In the text passage below, condense the paragraph that begins "You see, in recent days" into a short bulleted list that keeps its main facts.

▶ [TEXT PASSAGE]
----------------------------------------

I’m on an involuntary BDSM relationship…

Well, not really, of course!

By definition, BDSM relationships are by mutual consent; they cannot be “involuntary”! Also, most have some sort of physical element, where there can be the notion of physical pleasure and “restraint”, even though I admit that I’m not that familiar with the BDSM community — I’m aware that in some cases, the restraint is purely in the mind of the participants, and not in the physical sensations. And to be more specific, I’m addressing the Dominant/Submissive aspect, and not the others.

You see, in recent days, I realised that, in many aspects, my wife plays a dominant role in our relationship, while I play a submissive role. This has to be understood in a context which does not strictly follow “common” D/s relationships. We don’t engage in any sexual activity of any kind. In fact, neither of us derives any pleasure from it — far from it, we both suffer under it. In a sense, this almost sounds like a double-masochist relationship, where both partners are made to suffer because one of them (myself!) wants to engage in activities that the other dislikes (going out crossdressed), while that same partner (i.e. me again) suffers for being forbidden to do so.

----------------------------------------

Photo-based referring expression data:
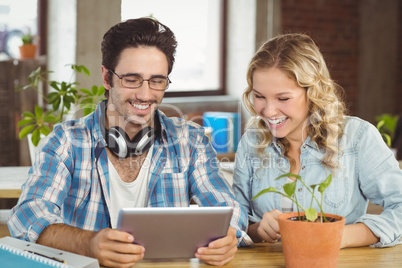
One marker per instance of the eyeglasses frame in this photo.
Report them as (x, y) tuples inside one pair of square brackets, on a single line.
[(121, 81)]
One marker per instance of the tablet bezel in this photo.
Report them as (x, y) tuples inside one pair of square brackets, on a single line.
[(174, 232)]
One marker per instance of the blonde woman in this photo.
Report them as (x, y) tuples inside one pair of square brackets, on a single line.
[(299, 125)]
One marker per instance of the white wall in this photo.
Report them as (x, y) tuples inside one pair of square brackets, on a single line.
[(241, 47), (69, 44)]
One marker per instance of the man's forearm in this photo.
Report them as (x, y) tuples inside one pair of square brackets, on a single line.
[(68, 238)]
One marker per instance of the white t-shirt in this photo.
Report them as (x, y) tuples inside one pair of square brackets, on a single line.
[(132, 194), (286, 203)]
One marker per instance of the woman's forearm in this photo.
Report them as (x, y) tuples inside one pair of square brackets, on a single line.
[(358, 235)]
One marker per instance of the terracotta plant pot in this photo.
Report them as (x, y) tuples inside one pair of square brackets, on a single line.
[(27, 51), (310, 244)]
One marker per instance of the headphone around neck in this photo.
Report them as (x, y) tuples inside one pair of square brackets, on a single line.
[(120, 144)]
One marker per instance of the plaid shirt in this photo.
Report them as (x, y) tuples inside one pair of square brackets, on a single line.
[(69, 182)]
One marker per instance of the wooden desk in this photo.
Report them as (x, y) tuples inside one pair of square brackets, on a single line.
[(271, 255), (11, 179)]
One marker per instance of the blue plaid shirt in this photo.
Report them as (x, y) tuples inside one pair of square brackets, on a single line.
[(69, 182)]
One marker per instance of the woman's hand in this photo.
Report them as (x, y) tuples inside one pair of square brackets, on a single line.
[(221, 251)]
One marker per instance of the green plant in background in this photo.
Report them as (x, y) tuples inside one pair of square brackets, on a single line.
[(61, 99), (289, 190), (386, 124), (27, 39)]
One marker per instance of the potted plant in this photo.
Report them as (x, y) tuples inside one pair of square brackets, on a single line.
[(28, 48), (309, 238), (64, 99)]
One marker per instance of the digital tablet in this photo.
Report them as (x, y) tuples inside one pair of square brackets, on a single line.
[(174, 232)]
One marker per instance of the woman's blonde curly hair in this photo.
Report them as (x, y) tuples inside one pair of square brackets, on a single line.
[(299, 57)]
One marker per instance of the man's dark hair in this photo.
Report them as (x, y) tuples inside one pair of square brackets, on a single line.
[(135, 33)]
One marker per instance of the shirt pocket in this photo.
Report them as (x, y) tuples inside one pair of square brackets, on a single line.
[(176, 187)]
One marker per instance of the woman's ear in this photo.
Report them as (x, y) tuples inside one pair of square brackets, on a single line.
[(105, 75)]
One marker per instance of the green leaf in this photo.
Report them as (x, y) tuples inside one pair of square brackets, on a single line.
[(290, 188), (268, 190), (325, 184), (36, 137), (311, 214), (38, 112), (86, 91), (26, 130), (50, 118), (28, 114), (54, 85), (101, 91), (51, 97), (45, 130), (56, 104), (26, 121), (87, 111), (94, 90)]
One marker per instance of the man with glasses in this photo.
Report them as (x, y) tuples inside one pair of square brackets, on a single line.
[(125, 154)]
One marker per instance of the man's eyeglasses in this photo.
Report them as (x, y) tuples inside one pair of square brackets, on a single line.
[(135, 81)]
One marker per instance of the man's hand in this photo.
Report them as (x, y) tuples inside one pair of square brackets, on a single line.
[(220, 251), (267, 229), (111, 247), (114, 248)]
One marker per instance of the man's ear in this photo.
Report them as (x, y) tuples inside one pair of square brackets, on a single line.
[(105, 74)]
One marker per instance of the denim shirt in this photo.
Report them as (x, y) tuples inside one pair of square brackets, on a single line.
[(368, 171)]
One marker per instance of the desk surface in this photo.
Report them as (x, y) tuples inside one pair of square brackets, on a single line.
[(271, 255), (11, 180)]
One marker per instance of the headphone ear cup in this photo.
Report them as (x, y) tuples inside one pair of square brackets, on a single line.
[(117, 141), (142, 141)]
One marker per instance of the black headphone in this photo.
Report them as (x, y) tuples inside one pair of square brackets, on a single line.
[(120, 144)]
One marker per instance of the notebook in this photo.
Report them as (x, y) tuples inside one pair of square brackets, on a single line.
[(174, 232), (22, 254)]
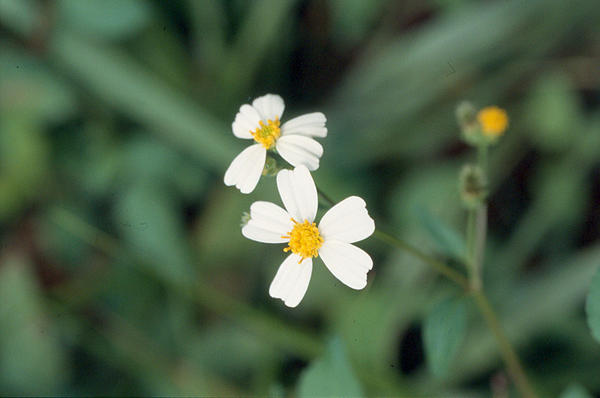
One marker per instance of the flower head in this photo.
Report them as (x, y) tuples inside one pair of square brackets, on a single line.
[(292, 140), (345, 223), (493, 121)]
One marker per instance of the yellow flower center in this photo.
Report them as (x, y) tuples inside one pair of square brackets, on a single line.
[(305, 240), (493, 121), (267, 133)]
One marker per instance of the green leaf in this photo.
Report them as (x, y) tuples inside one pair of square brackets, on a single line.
[(448, 240), (330, 376), (31, 362), (151, 227), (443, 332), (120, 81), (112, 19), (27, 86), (593, 306), (575, 391)]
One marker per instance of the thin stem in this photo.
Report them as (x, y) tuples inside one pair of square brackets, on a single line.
[(439, 266), (293, 339), (476, 236), (325, 197), (506, 350)]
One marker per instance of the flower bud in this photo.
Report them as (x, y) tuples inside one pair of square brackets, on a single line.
[(493, 122), (473, 185), (244, 219)]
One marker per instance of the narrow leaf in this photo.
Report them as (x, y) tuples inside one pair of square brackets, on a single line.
[(575, 391), (593, 306), (443, 332), (330, 376)]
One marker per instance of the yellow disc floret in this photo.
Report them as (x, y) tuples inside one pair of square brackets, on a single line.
[(493, 121), (267, 133), (305, 239)]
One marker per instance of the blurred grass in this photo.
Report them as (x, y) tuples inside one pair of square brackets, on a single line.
[(119, 238)]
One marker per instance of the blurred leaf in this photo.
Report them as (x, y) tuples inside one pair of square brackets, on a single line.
[(27, 86), (448, 240), (552, 113), (593, 306), (23, 162), (149, 223), (444, 330), (110, 19), (575, 391), (20, 15), (31, 361), (353, 18), (118, 80), (330, 376), (259, 33)]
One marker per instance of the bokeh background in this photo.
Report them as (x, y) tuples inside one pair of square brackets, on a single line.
[(122, 267)]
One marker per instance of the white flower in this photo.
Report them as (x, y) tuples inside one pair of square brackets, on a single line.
[(261, 122), (345, 223)]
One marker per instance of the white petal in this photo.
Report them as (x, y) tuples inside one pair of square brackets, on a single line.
[(269, 106), (291, 281), (298, 193), (268, 223), (249, 114), (311, 124), (245, 170), (242, 127), (298, 149), (348, 221), (346, 262)]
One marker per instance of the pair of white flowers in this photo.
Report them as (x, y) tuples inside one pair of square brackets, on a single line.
[(345, 223)]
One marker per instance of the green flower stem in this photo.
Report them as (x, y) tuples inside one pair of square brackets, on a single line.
[(439, 266), (476, 236), (507, 352), (391, 240)]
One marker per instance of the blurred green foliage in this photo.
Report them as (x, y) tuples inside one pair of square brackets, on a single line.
[(123, 270)]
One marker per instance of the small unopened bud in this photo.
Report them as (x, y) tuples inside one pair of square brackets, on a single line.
[(493, 122), (473, 185), (245, 218), (271, 167)]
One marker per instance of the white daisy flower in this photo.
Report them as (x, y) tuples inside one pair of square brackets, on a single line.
[(345, 223), (292, 140)]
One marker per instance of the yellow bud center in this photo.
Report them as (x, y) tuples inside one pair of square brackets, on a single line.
[(305, 239), (493, 121), (268, 133)]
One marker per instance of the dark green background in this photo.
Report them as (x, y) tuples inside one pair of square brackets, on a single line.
[(123, 270)]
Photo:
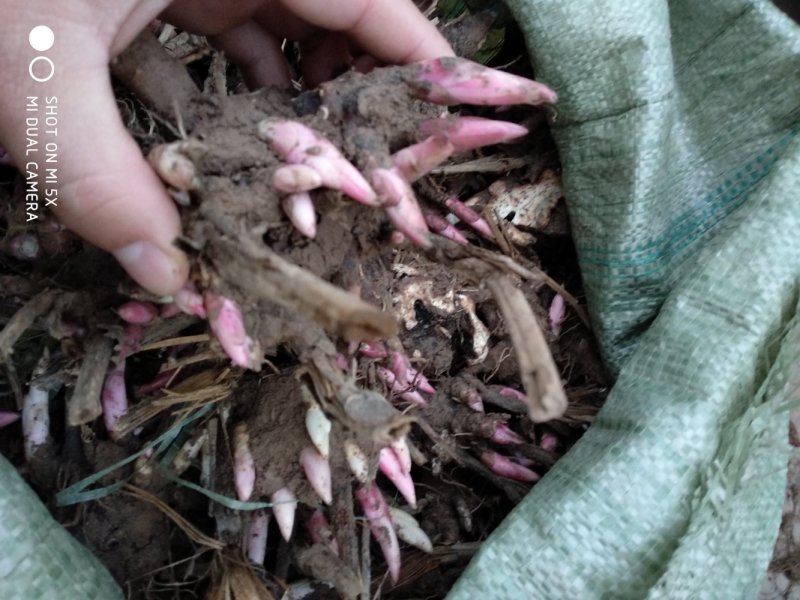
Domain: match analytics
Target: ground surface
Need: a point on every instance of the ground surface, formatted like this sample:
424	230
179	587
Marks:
161	536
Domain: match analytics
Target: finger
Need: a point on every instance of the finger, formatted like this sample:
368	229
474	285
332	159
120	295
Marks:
107	193
257	52
391	30
137	223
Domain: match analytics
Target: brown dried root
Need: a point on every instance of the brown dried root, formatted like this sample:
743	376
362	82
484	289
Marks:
540	375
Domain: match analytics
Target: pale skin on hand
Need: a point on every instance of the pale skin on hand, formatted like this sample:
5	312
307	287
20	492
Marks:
107	192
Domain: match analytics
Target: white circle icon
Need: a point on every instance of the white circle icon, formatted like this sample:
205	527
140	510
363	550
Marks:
41	38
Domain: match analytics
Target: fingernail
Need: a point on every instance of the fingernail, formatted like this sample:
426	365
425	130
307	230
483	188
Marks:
160	271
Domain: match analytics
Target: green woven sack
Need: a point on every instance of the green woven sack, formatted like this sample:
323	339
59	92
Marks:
677	132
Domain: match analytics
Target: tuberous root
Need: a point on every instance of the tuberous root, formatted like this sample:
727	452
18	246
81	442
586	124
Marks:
505	467
380	524
318	472
298	144
284	505
257	537
391	467
318	427
227	325
451	80
299	208
401	205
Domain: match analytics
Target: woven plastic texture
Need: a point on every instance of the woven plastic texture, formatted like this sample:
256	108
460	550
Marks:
40	559
677	131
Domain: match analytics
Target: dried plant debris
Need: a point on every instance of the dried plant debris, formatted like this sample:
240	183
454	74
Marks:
369	366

----------------------------------------

▶ [SOLUTION FOR THIS TASK]
- The writer recently realized that, in many ways, the writer's wife plays a dominant role in their relationship and the writer a submissive one.
- It is not a common D/s relationship: they engage in no sexual activity of any kind.
- Neither partner gets any pleasure from the arrangement, and both suffer under it.
- It resembles a double-masochist relationship. The writer wants to go out crossdressed, which the wife dislikes, and the writer also suffers from being forbidden to do so.